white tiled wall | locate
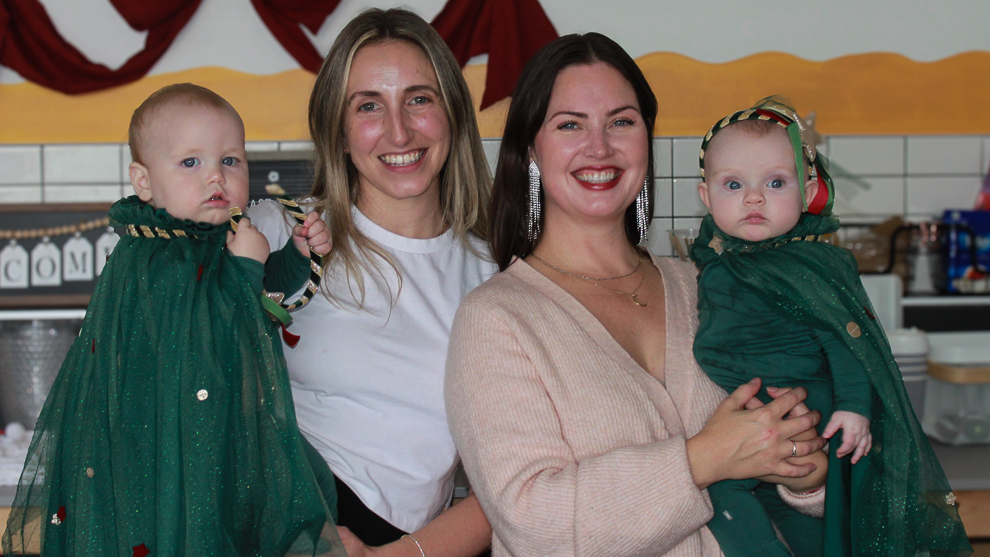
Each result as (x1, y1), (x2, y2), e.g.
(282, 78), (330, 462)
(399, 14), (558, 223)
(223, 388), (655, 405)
(1, 135), (988, 257)
(0, 146), (42, 186)
(647, 134), (990, 255)
(0, 141), (315, 205)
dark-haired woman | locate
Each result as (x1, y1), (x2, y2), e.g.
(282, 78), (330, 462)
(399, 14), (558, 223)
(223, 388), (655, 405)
(251, 8), (494, 557)
(445, 33), (828, 556)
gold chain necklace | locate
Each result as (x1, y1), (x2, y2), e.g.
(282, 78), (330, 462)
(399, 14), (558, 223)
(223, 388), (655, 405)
(530, 253), (642, 281)
(530, 254), (648, 307)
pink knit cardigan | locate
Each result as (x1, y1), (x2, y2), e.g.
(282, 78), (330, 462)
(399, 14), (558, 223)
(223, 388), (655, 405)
(445, 256), (821, 557)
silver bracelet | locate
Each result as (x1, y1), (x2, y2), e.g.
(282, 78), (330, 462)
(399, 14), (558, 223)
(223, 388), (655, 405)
(402, 534), (426, 557)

▬▬▬

Report how many lines in these entries contain "locate". Answer with the number only.

▶ EXERCISE RESPONSE:
5